> _Aufgaben_
A. Übersetze aus dem Text über den Überfall in Rio diesen Satz ins Englische: „Die Polizei wertet die Überwachungskameras des Einkaufszentrums aus.“
B. Nenne alle Beispiele, die der Text über den Überfall in Rio in Klammern für Positives aus den Armenvierteln anführt.
C. Schreibe aus dem Text über den Überfall in Rio den Abschnitt ab, der bei „Eskalation der Gewalt“ beginnt und bis einschließlich „verstärkt eskalieren lässt.“ weitergeht.

Die 66-Jährige hatte gerade 13.000 Reais, knapp 4300 Euro, von einer Bank im Einkaufszentrum abgehoben, um ihre Angestellten zu bezahlen. Ihr Restaurant “Guimas” liegt nur wenige Meter entfernt.

Als sie bei einem Straßenverkäufer stehenblieb, kamen zwei Männer auf einem Motorrad angefahren und versuchten ihr die Tasche zu entreissen – da sie reflexartig versuchte, die Tasche festzuhalten, schoss ihr einer der Räuber in den Kopf, dann flüchteten die Männer mit der Tasche.

Die Täter müssen die Restaurantbesitzerin entweder beim Abheben des Geldes beobachtet haben – oder sie kannten deren Routinen. Die Polizei wertet die Überwachungskameras des Einkaufszentrums aus. Der Fahrer des Motorrads trug zwar einen Helm, der Mann, der hinten auf dem Motorrad sass und den tödlichen Schuss abgegeben hat, aber nicht.

Eskalation der Gewalt

Bei unseren Favela-Podiumsdiskussionen in Deutschland sind viele Besucher erstaunt, wie viel Positives (vom digitalen Wandel bis zum politischen Engagement oder Kreativität der Favelabewohner) sich aus den Armenvierteln von Rio de Janeiro berichten lässt. Doch zur Zeit häufen sich leider auch die schlechten Nachrichten aus Rio.

In den Favelas prallen Polizei und Drogengangs immer heftiger aufeinander – während die WM naht, treten die Gangs in vielen Favelas wieder selbstbewusster auf und werden wieder sichtbarer im öffentlichem Raum. Sowohl Favelabewohner als auch Polizisten sind bei den Auseinandersetzungen der letzten Tage und Wochen ums Leben gekommen. Auch als Reaktion auf den Mord an einer 28-jährigen Polizistin führt die Polizei gerade verstärkt Razzien durch, die die Gewalt verstärkt eskalieren lässt.

> _Bereitgestellte Datensätze_

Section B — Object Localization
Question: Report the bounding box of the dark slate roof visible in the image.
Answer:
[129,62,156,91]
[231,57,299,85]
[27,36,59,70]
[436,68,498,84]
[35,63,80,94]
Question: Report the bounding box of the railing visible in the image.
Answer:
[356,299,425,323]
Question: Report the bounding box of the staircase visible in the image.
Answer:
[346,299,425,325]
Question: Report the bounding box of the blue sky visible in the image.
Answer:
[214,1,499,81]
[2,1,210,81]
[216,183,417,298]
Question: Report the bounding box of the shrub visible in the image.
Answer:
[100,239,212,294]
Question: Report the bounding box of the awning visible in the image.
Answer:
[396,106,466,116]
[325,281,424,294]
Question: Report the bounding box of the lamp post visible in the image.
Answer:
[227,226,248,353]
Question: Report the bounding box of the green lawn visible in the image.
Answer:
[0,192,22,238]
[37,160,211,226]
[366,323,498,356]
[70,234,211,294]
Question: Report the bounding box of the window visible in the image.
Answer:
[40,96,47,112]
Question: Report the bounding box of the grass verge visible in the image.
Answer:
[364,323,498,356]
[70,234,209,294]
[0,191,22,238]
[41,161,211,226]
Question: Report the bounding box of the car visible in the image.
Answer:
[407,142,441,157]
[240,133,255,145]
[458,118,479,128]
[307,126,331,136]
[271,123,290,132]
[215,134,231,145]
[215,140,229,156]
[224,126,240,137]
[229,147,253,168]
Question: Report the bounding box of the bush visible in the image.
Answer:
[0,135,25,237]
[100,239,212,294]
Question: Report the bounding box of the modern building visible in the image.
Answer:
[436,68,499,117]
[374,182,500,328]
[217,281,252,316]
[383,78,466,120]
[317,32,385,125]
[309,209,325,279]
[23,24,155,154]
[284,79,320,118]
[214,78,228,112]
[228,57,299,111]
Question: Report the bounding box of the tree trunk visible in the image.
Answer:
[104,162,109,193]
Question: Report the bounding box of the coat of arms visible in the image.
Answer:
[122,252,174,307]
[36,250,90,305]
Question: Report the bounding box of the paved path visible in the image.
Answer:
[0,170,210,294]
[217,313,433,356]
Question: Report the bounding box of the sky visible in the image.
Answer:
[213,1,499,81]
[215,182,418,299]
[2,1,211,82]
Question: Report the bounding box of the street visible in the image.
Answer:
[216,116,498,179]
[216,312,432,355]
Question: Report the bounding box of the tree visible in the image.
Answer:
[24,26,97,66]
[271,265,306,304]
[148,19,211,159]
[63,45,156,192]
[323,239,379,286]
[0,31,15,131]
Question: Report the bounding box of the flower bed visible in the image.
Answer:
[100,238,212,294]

> _Lösungen_
A. The police are reviewing the footage from the shopping center's surveillance cameras.

B. digitaler Wandel; politisches Engagement; Kreativität der Favelabewohner

C.
Eskalation der Gewalt

Bei unseren Favela-Podiumsdiskussionen in Deutschland sind viele Besucher erstaunt, wie viel Positives (vom digitalen Wandel bis zum politischen Engagement oder Kreativität der Favelabewohner) sich aus den Armenvierteln von Rio de Janeiro berichten lässt. Doch zur Zeit häufen sich leider auch die schlechten Nachrichten aus Rio.

In den Favelas prallen Polizei und Drogengangs immer heftiger aufeinander – während die WM naht, treten die Gangs in vielen Favelas wieder selbstbewusster auf und werden wieder sichtbarer im öffentlichem Raum. Sowohl Favelabewohner als auch Polizisten sind bei den Auseinandersetzungen der letzten Tage und Wochen ums Leben gekommen. Auch als Reaktion auf den Mord an einer 28-jährigen Polizistin führt die Polizei gerade verstärkt Razzien durch, die die Gewalt verstärkt eskalieren lässt.